EXCERPTED TEXT:
[start]

# Scratch Build



## mrjack

While looking for a case for my next rig, I was somewhat disappointed by the cases out there on the market. Either a case was the wrong size, lacked features I was looking for, not available in my country or was simply too expensive to acquire. So I'm giving some serious thought to doing a scratch build, aka making my own case. 

Some features I want to incorporate:
• lots of space
• cable management, not just to improve airflow but also looks
• efficient cooling, but also as silent as possible
• preferably made out of aluminum in order to keep down the weight
• removable motherboard tray

How I plan to do them:
• build a large case (duh), make separate compartments for the motherboard, power supply and hard drives (should also make the cooling more efficient)
• space between the removable motherboard tray and side panel, as well as space for running cables throughout the lower sections of the case
• use 120mm, or even better, 140mm fans
• made mostly out of aluminum, but will probably have some steel parts for stuff like sturdy HDD racks
• two or three bars vertically across the top section of the case with a sheet of aluminum, which has the standoffs, attached to them

At first I thought of using 120mm fans with 3-way switches for operating the fans at 12V, 5V and turning them off. But then it struck me. If at all possible, I should look into getting bigger fans, just because they run at lower speeds while still pushing a lot of air and being quiet. My current design would allow for installing 12 hard drives, while still having a lot of space left over for installing the motherboard and other components.






Most parts will hopefully be easy to make. Just cut the aluminum to proper dimensions and bend 90°, which they should be able to do at the store where I buy the aluminum. The ends of some of them will have to be cut to the shape of a wedge. Then just drill holes for the screws and fasten the parts together. Quite a bit of rubber will be going into the case as well in order to remove as much vibration as possible from hard drives and fans.

I'll post more SketchUp sketches as soon as I can, but I'm going to have to update my design a bit before I do that.

I have some questions though:
• Has anyone done anything similar before?
• Do you have any ideas for the backplate, buy one or try to build one?
• Any ideas on how to make the front panel of the DVD-drive fit into the case? The case will have brushed aluminum panels attached on to the frame of the case.

I've been thinking about trying to make a brushed aluminum front panel, but it's going to be tedious work making it attach to the drive sled. Any suggestions or links to forum threads or guides on making front panels for DVD-drives?


----------



## dak1b

great design! looks like ull have a cool system!!!!


----------



## bomberboysk

Might want to think about doing a double motherboard backplate, about 1-2" apart with the motherboard try held on with bolts. Would help with cable management.


----------



## mrjack

dak1b said:


> great design! looks like ull have a cool system!!!!



Thanks. Hopefully it'll come out good and nothing major goes wrong. 



bomberboysk said:


> Might want to think about doing a double motherboard backplate, about 1-2" apart with the motherboard try held on with bolts. Would help with cable management.

[end]

Records of labeled points:

[start]

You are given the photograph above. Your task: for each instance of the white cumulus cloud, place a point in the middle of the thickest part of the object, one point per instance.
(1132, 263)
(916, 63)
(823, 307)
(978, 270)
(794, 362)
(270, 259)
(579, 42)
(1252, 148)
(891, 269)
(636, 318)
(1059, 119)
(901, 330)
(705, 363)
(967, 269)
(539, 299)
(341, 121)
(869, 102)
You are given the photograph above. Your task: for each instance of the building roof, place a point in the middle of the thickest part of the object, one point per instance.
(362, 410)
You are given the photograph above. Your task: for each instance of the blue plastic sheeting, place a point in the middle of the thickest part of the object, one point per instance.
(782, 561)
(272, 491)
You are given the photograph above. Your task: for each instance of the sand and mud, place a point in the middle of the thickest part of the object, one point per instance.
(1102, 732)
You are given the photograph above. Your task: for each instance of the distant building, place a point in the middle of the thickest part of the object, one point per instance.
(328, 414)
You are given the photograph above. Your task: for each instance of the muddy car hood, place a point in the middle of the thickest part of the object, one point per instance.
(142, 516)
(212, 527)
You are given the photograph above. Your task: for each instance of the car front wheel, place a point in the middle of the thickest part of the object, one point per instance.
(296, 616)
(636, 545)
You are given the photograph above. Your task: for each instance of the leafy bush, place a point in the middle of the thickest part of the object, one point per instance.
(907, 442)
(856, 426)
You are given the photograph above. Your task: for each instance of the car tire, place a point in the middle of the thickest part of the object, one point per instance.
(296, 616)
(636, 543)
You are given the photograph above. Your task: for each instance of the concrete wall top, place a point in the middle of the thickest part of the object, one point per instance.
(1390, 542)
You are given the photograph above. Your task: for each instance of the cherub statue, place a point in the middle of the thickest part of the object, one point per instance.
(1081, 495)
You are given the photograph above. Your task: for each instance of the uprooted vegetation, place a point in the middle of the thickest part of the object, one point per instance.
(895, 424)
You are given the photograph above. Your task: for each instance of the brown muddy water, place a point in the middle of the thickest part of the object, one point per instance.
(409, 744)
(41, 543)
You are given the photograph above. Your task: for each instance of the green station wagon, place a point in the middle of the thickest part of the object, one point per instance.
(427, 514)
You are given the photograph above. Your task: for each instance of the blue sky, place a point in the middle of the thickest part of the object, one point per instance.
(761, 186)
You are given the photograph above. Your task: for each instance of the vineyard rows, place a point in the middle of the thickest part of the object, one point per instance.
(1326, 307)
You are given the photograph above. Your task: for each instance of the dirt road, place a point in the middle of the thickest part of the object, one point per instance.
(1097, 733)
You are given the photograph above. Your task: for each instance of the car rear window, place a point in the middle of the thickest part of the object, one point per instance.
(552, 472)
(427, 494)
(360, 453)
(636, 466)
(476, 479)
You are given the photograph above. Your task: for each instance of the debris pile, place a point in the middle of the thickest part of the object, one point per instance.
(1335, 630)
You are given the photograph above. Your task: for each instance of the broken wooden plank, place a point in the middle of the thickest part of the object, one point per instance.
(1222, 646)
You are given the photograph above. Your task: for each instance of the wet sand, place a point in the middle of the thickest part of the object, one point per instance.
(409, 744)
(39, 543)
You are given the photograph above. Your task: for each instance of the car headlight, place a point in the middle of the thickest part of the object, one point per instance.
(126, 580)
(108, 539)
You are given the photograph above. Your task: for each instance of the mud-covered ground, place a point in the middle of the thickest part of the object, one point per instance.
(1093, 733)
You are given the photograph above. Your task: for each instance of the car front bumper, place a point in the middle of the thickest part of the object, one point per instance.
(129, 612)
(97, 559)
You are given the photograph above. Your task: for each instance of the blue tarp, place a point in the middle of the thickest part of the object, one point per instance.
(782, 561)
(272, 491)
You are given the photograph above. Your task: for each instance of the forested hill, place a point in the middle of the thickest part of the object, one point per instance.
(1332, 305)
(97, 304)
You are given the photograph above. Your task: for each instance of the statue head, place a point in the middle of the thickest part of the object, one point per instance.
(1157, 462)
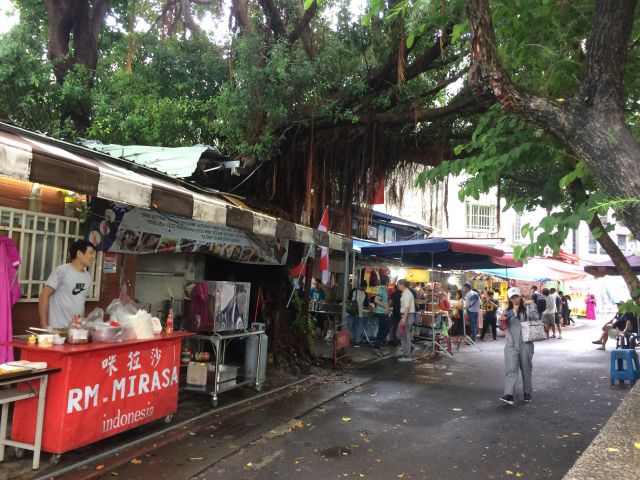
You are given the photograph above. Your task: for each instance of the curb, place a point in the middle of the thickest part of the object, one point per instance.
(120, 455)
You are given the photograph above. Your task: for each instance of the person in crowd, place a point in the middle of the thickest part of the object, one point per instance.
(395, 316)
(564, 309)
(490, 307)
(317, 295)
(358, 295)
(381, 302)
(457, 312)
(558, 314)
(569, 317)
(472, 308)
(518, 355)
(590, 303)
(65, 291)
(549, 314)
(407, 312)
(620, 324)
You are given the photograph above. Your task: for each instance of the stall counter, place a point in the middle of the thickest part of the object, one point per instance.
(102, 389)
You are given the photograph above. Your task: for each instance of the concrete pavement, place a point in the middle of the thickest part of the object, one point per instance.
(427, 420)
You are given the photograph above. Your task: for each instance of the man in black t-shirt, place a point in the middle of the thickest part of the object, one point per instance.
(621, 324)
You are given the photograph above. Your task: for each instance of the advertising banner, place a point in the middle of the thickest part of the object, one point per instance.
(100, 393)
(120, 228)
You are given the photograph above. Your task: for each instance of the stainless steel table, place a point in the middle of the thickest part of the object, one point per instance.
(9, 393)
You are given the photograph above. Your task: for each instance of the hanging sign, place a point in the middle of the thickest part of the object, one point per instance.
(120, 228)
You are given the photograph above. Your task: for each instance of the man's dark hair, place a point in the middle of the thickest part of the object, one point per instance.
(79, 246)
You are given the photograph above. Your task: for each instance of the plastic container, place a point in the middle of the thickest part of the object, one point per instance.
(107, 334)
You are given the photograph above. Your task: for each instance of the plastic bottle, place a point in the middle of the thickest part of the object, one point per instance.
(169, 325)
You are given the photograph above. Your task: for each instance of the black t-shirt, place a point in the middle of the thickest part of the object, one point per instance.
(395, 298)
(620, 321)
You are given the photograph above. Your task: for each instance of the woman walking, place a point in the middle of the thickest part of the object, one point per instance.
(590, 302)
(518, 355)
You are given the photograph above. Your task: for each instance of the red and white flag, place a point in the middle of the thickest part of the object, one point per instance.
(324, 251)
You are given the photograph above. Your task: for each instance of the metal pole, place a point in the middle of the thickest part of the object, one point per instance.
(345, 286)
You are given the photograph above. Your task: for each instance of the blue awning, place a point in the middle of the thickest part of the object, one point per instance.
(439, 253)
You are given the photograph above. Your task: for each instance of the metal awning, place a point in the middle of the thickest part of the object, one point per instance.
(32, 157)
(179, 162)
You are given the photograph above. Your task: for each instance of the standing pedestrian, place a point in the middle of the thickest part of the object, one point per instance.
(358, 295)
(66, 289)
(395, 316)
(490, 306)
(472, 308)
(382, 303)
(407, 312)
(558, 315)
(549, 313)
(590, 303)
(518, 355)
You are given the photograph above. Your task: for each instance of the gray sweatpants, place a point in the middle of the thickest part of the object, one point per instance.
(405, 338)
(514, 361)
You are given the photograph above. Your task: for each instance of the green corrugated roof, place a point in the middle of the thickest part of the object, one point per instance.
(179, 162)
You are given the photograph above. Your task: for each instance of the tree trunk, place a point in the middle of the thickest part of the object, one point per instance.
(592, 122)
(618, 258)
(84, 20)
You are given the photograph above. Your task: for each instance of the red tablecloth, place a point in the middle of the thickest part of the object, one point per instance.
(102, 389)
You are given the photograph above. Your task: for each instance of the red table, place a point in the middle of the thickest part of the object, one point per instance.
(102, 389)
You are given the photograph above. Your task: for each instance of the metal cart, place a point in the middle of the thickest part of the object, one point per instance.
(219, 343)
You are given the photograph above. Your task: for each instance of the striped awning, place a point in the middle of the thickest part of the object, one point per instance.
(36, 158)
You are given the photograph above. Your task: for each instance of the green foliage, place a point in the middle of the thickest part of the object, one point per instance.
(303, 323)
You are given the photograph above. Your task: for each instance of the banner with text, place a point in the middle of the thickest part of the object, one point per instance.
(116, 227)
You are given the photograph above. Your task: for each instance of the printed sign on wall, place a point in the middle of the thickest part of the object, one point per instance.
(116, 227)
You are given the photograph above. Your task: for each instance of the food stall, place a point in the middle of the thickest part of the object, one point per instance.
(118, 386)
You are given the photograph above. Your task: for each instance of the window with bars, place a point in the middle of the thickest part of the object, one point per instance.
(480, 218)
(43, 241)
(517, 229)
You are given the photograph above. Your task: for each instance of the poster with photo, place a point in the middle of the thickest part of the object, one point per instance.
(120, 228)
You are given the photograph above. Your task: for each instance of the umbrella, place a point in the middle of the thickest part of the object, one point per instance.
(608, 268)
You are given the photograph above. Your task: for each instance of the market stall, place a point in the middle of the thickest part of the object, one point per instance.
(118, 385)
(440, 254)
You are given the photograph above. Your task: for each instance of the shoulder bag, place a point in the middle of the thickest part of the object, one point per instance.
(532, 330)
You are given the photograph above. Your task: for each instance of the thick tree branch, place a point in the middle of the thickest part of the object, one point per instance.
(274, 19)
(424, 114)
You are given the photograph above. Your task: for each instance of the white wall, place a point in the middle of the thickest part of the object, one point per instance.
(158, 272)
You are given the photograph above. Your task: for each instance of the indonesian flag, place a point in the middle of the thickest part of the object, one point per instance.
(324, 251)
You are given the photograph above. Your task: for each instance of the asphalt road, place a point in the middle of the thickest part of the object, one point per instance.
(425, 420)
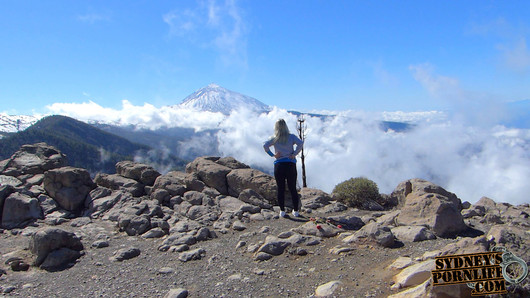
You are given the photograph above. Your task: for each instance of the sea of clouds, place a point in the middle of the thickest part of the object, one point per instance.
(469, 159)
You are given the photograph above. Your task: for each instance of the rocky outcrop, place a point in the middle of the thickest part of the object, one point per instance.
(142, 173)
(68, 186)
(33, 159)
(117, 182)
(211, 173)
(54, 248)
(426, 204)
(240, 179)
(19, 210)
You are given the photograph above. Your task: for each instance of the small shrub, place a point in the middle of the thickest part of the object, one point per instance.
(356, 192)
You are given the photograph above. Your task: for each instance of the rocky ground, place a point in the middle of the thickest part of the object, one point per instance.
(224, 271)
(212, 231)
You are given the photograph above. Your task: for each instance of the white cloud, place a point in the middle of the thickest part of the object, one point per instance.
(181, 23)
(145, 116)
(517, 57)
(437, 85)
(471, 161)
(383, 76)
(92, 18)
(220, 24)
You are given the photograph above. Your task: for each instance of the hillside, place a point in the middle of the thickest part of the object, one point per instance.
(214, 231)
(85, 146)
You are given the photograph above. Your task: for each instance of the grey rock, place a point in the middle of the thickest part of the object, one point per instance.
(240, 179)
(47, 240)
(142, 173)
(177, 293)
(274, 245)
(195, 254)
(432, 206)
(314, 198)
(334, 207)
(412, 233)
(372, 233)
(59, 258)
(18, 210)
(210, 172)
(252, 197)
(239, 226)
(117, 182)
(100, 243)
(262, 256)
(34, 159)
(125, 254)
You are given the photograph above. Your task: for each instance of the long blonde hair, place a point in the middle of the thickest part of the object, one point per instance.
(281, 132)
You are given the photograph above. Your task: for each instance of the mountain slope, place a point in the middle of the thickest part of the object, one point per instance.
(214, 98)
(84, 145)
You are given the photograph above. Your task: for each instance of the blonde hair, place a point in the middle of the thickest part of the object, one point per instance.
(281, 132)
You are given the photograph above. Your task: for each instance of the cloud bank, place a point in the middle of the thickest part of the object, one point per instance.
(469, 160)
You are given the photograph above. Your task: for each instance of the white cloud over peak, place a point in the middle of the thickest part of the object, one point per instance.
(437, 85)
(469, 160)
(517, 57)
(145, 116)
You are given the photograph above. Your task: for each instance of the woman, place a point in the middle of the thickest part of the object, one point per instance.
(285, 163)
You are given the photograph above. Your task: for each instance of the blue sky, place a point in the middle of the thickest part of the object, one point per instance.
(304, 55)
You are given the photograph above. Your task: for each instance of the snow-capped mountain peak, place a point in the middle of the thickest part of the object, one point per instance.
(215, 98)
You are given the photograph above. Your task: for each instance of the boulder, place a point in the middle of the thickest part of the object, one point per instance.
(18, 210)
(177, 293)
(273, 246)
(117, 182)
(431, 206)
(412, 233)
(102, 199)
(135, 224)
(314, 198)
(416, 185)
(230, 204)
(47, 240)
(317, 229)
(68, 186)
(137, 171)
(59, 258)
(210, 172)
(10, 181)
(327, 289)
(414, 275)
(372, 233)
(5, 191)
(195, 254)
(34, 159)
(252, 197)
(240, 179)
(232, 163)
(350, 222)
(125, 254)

[end]

TASK SET:
1) In the forum thread about scratch-building a computer case, how many hard drives would the current design allow for?
2) Carry on the forum thread about scratch-building a computer case from the point where it stops.
The records have no role here.

WRITTEN RESPONSES:
1) Twelve hard drives.

2)
Thanks for the suggestion. I was thinking of having some space between the motherboard and bars that hold it in place or between the bars and side panel. This would allow me to run the cables along the bars with zip ties.


----------



## blue957400

If you do manage to build it and post up some pictures maybe you'd like to build another and sell it....(preferably to me...=]) depending on how it comes out...Paint i not a problem either because that would be up to me...


----------



## mrjack

I'm currently designing one for using 140mm fans, which is probably going to be the design I go with in the end. Due to the case being designed for using 140mm fans, the size has increased.  



blue957400 said:


> If you do manage to build it and post up some pictures maybe you'd like to build another and sell it....(preferably to me...=]) depending on how it comes out...Paint i not a problem either because that would be up to me...



I think the case would have to be transported disassembled, if I were to make another batch of parts. I'd be more than willing to share the specs, if anybody is interested, once it is done.

Update:

Here is where I'm at with the 140mm fan version.






The main hard drive compartment section is basically two wind tunnels with a 140mm fan at one end and hexagonal mesh at the openings. The front panel will have a opening with hexagonal mesh with two 140mm fans blowing air in. Like in the earlier sketch, six additional hard drives can be mounted just behind the two fans in the upper compartment. The DVD-drive will be placed above the fans and I'll probably do something like what's described in this guide to hide the DVD-drive.

I'd love to get a Bulgin Illuminated Vandal Resistant switch for the power button, but they're expensive considering the purpose (15-20€).

EDIT:

Further update.






EDIT:

Further update, again.


----------



## Shane

That case is going to be awesome,Be sure to post pics!

Where you putting the power switches/Leds?

What software you use to do those drawing? Looks cool.


----------



## bomberboysk

For the bottom hdd's and fans like that, did you get your inspiration from the Tj07? What kinda finish are you thinking about doing on it, brushed aluminum or possibly black powdercoat? Be sure to post pics though, should be epic.


----------



## mrjack

Nevakonaza said:


> That case is going to be awesome,Be sure to post pics!
> 
> Where you putting the power switches/Leds?
> 
> What software you use to do those drawing? Looks cool.



Thanks, I'll try to get loads of pictures. Good thing my brother is home, I should be able to use his digital camera to get some decent pictures.

The power switches are going just under the front panel fans. I was thinking of making a custom reset switch out of a momentary push switch, a spring and an acrylic cylinder that has the hard drive activity LED just on the side of it. The reset switch should therefore light up and blink properly. I'll have some designs of the reset switch up soon.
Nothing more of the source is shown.